begin Page text
[Libre-soc-isa] [Bug 1056] questions and feedback (v2) on OPF RFC ls010

bugzilla-daemon at libre-soc.org bugzilla-daemon at libre-soc.org
Tue Jun 6 00:35:21 BST 2023


https://bugs.libre-soc.org/show_bug.cgi?id=1056

--- Comment #58 from Paul Mackerras <paulus at ozlabs.org> ---
(In reply to Luke Kenneth Casson Leighton from comment #51)
> (In reply to Paul Mackerras from comment #41)
> 
> > So every instruction whose behaviour is modified by vectorization has a
> > SVP64 prefix? 
> 
> has to, yes.  HOWEVER... and this is waaay into the future: due to
> the startling sililarity to ZOLC i have long-term plans to *SEPARATE*
> the 24-bits into a SEPARATE (3rd) L1 Cache.
> 
>    
> https://citeseerx.ist.psu.edu/viewdoc/download?doi=10.1.1.301.
> 4646&rep=rep1&type=pdf
> 
> that will be a huge research project on its own.

Let's get through the current proposal before we start worrying about future
research. :)

> > I haven't seen a clear and unambiguous answer as to whether
> > that is true or not. (You do seem to say it is true below, except that each
> > such statement seems to have some sort of caveat on it.)
> 
> it is.  an Embedded Finite State Machine (and Libre-SOC's TestIssuer
> does this) would:
> 
> * read the PO9-word
> * cache the 24-bit RM area and prohibit interrupts
> * read the next 32-bit word
> * throw {24}{32} at decode+issue+execute and re-enable interrupts
> 
> and that is an important Micro-Architecture to have (minimum resources).
> 
> i considered at some point having an actual SPR to store the state in
> between the two (the PO9-word and Defined-word-instruction) but i feel
> it is a tiny bit overkill.
end Page text
begin Information provided
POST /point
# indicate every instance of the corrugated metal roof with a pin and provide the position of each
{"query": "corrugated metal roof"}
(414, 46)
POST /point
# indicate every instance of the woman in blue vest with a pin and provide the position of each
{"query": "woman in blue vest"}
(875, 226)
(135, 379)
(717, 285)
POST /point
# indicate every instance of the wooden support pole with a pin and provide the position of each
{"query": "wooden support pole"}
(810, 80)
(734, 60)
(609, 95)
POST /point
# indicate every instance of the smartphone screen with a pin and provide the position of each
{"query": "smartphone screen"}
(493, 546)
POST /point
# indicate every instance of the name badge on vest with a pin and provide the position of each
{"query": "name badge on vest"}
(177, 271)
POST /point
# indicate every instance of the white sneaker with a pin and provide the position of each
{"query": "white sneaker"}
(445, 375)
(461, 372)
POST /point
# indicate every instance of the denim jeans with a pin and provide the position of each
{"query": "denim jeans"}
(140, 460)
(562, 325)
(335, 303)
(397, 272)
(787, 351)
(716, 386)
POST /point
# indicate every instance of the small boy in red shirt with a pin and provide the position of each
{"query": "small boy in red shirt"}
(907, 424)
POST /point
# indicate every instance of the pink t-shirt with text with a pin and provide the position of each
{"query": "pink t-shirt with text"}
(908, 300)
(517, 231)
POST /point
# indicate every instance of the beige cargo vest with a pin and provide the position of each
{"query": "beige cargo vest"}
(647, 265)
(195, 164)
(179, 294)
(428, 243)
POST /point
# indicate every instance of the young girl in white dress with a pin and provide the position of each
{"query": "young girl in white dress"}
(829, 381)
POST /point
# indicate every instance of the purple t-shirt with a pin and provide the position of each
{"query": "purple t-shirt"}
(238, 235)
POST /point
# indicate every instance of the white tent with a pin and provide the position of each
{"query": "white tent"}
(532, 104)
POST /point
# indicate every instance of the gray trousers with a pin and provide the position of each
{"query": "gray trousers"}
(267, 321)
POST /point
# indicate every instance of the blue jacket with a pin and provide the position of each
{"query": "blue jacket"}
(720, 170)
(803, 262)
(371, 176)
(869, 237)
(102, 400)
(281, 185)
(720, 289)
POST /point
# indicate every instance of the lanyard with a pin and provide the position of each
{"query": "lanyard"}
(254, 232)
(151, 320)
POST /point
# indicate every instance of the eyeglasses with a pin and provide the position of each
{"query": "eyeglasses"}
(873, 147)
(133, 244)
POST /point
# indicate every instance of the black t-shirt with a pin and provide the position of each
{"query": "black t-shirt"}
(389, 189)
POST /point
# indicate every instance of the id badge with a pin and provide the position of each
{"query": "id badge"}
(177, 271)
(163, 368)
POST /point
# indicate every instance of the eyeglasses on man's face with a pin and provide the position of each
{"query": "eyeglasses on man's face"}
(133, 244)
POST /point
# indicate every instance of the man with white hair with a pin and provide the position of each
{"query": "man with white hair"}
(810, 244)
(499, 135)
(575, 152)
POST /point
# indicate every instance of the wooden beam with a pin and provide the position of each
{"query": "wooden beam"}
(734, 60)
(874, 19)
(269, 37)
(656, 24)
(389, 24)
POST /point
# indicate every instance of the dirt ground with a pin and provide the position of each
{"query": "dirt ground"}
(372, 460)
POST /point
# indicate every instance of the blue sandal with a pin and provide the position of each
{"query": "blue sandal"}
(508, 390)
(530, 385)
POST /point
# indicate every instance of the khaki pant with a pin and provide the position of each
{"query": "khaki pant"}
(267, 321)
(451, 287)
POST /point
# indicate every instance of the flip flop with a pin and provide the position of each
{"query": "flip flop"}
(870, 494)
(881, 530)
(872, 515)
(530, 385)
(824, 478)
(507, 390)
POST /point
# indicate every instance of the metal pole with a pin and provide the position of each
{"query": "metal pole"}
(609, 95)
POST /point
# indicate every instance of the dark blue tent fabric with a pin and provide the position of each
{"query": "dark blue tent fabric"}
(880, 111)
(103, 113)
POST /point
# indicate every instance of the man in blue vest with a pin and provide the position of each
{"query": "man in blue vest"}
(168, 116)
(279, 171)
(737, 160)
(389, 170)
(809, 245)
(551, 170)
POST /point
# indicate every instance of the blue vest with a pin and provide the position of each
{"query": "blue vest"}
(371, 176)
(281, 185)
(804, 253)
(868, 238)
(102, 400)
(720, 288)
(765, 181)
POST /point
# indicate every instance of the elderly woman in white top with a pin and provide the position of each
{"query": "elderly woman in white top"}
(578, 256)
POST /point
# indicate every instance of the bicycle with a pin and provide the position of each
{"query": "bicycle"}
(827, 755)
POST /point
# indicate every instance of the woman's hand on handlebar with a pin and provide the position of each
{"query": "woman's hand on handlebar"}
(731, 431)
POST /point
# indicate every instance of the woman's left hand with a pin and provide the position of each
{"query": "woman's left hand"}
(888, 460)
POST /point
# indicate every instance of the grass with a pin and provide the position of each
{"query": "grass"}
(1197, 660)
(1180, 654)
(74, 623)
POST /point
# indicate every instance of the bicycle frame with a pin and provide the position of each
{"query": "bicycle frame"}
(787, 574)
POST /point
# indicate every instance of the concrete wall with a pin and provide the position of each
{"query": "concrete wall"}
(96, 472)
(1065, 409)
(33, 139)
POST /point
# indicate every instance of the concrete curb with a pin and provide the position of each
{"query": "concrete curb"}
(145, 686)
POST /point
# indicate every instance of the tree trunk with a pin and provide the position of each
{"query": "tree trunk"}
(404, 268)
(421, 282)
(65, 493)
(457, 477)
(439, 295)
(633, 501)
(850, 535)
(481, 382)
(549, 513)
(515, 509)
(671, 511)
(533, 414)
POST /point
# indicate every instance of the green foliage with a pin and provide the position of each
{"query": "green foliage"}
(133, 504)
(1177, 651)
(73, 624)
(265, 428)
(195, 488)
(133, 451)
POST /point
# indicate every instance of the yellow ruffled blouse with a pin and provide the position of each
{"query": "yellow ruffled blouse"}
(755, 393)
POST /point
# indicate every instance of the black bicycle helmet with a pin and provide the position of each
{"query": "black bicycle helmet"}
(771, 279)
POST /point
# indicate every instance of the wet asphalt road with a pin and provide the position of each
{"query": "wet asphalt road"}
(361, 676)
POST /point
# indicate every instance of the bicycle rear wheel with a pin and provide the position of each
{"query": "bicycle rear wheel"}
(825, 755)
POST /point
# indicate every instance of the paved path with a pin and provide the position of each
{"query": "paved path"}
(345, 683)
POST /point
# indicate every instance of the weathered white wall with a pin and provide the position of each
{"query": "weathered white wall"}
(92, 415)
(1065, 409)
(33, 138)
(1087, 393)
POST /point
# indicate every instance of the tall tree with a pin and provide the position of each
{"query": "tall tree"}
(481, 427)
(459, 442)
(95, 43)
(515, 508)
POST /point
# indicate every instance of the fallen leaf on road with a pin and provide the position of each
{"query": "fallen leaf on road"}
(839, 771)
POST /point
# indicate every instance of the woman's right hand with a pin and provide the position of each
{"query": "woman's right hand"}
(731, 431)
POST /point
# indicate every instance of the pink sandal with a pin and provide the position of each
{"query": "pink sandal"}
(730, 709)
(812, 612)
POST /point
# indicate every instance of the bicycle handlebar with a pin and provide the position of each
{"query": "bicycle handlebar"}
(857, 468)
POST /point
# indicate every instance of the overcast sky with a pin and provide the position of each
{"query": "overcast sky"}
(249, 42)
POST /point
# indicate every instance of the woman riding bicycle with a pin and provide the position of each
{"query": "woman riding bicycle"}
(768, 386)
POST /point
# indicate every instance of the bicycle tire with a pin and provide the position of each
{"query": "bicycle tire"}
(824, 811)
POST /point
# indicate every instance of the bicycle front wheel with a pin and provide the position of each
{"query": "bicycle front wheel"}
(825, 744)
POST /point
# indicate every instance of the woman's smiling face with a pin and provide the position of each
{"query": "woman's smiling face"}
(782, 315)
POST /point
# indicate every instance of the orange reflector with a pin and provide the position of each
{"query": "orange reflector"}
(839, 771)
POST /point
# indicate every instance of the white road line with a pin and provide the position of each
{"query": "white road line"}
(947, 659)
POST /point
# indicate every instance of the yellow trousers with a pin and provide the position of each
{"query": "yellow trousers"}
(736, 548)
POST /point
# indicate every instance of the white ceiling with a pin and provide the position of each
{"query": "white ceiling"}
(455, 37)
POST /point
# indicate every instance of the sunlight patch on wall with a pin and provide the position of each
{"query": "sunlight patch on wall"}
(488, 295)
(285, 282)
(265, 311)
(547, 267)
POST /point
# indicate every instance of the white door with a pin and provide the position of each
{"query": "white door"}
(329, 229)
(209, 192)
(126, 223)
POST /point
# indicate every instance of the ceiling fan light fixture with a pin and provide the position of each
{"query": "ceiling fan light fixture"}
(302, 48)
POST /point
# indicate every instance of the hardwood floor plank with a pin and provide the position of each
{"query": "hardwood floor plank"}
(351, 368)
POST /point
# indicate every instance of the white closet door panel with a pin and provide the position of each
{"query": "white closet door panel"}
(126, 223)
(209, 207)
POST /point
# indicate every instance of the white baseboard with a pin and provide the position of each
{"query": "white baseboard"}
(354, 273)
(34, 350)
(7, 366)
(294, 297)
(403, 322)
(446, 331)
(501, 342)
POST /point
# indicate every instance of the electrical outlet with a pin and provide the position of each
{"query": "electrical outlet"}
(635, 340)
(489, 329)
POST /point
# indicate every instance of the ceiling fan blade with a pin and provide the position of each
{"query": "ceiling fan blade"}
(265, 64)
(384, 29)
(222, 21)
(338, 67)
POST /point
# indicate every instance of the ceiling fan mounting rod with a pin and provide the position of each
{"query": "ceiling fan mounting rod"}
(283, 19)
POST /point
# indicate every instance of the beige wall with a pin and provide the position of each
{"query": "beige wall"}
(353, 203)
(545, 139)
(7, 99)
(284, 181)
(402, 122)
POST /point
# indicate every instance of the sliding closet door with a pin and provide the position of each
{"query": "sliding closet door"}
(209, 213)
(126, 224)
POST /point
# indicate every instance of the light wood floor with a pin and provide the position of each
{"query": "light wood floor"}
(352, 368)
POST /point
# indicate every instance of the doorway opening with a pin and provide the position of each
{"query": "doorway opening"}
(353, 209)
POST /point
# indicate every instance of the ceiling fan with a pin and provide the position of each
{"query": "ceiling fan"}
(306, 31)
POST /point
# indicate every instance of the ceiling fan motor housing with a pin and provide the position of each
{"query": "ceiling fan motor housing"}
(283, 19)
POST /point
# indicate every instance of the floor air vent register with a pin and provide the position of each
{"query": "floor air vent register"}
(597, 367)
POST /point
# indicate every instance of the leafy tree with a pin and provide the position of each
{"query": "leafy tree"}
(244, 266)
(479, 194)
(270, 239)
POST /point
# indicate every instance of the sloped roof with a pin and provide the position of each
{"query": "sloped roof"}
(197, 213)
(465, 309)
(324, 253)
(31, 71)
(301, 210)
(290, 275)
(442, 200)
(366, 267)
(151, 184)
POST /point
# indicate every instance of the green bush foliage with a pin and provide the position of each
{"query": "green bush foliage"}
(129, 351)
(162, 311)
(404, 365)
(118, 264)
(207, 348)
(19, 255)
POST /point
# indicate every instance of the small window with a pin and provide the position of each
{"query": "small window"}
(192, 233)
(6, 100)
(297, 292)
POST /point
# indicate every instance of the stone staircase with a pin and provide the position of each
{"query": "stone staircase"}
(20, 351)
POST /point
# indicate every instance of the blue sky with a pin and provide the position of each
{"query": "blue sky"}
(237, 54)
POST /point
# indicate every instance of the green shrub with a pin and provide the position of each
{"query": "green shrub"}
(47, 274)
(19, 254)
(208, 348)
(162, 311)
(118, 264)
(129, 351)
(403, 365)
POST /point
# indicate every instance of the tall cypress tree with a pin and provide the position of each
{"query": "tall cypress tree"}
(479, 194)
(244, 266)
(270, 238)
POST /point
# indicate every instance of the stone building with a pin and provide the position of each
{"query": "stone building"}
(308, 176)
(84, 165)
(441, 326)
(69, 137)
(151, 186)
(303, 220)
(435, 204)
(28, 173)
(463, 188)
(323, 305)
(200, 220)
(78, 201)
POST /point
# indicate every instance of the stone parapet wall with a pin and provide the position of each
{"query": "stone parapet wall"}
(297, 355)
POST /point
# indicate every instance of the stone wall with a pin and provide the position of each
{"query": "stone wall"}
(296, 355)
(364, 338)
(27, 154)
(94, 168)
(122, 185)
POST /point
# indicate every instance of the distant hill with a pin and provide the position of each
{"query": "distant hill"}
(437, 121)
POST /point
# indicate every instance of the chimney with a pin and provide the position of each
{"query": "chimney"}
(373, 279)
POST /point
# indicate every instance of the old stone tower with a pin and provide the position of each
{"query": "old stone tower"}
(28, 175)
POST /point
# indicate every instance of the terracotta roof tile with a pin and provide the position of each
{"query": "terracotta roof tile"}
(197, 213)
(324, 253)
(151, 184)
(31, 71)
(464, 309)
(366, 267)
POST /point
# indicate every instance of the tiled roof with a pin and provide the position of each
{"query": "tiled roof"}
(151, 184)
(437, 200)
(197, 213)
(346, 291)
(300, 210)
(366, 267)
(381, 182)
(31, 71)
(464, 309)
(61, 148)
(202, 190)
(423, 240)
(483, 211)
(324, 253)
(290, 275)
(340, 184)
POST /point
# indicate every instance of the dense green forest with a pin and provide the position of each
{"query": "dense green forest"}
end Information provided
> **To-do list**:
1. In the bug comment, what does an Embedded Finite State Machine do right after reading the PO9-word?
2. Using the bug comment, explain why Paul Mackerras sets aside the long-term plan to separate the 24 bits into a third L1 cache.
3. Duplicate the stretch of the bug comment from "bugzilla-daemon at libre-soc.org bugzilla-daemon" through "from comment #51)".
Rely only on the bug comment, not the listing, when answering.

> **Final results**:
1. It caches the 24-bit RM area and prohibits interrupts.

2. That plan is described as being far in the future and a huge research project on its own. Paul Mackerras wants to get through the current proposal before worrying about future research.

3.
bugzilla-daemon at libre-soc.org bugzilla-daemon at libre-soc.org
Tue Jun 6 00:35:21 BST 2023


https://bugs.libre-soc.org/show_bug.cgi?id=1056

--- Comment #58 from Paul Mackerras <paulus at ozlabs.org> ---
(In reply to Luke Kenneth Casson Leighton from comment #51)